From the line that includes "Would you point at the hillside" to the last line of the records, inclusive, repeat each line exactly.

********************

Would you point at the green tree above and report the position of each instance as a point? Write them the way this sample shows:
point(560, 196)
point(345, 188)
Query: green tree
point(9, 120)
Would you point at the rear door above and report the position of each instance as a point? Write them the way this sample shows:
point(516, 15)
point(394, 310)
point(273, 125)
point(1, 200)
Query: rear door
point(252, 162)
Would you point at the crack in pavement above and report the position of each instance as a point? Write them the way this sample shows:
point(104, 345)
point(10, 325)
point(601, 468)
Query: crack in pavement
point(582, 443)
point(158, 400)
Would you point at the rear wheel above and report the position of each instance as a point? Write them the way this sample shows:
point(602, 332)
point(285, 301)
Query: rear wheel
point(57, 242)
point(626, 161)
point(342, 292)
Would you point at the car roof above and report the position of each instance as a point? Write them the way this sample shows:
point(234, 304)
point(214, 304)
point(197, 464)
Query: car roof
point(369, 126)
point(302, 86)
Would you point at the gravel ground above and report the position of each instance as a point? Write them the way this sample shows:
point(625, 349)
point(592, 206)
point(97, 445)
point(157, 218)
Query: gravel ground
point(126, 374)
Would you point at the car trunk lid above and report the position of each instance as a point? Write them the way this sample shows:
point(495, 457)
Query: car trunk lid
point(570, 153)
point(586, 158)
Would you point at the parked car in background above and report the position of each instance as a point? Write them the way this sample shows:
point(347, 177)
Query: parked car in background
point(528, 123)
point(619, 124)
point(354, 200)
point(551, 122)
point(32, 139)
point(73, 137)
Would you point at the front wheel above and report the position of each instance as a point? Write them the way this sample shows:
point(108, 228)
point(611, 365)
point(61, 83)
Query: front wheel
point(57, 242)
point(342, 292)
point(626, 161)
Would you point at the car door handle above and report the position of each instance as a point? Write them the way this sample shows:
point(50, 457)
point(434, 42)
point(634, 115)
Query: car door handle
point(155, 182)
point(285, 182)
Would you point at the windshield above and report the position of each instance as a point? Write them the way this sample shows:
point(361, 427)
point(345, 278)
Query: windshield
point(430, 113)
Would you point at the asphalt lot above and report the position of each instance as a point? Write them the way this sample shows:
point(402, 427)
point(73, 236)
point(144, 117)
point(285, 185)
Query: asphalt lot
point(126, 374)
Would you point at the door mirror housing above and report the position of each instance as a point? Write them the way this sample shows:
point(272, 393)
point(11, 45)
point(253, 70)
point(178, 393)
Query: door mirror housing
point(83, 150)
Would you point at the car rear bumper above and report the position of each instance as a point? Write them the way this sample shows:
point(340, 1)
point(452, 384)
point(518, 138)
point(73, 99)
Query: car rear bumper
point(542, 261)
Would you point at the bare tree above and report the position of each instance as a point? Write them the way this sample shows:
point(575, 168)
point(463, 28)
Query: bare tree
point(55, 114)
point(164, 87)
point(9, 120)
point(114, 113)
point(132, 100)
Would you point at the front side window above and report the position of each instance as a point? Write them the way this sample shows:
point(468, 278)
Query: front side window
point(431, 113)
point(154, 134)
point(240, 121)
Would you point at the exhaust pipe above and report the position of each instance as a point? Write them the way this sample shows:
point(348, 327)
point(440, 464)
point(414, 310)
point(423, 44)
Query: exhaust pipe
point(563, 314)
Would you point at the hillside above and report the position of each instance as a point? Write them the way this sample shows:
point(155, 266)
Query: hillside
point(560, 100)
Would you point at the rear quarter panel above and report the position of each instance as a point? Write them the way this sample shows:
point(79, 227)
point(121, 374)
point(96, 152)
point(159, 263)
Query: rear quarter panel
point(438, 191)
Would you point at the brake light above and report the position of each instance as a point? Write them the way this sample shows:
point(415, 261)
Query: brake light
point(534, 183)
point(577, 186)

********************

### Exercise output
Would you point at the hillside above and report the position of each instance as a point? Write them the way this sample shows:
point(155, 266)
Query: hillside
point(560, 100)
Would you point at the rear quarter panel above and report the position of each instance as a point? Write them the way this sample shows:
point(79, 227)
point(121, 374)
point(96, 152)
point(159, 263)
Query: rear quarter panel
point(438, 191)
Would you point at the brake light above and report the position of each instance as a point? Write them the way this sample shows:
point(415, 261)
Query: brake light
point(534, 183)
point(577, 186)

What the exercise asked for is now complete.